Dataset items
-----

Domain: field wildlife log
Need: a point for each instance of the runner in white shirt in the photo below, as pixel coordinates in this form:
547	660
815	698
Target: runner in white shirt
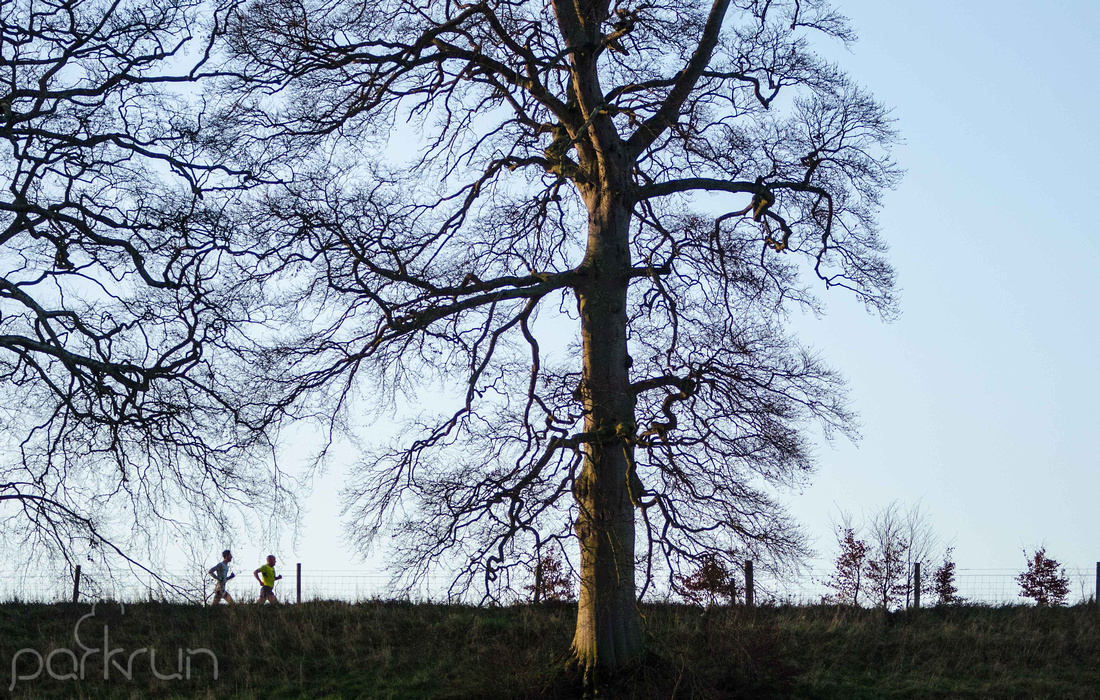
220	573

-----

Rewrite the data above as a numbered list with one line per item, skipping any blank lines. Leave the picture out of your list.

> [The solution]:
1. Domain: field wildlife log
2. Need: a point for each instance of the runner in white shirt in the photo below, as pixel coordinates in this form:
3. 547	660
4. 815	698
5. Target: runner in white shirt
6. 220	573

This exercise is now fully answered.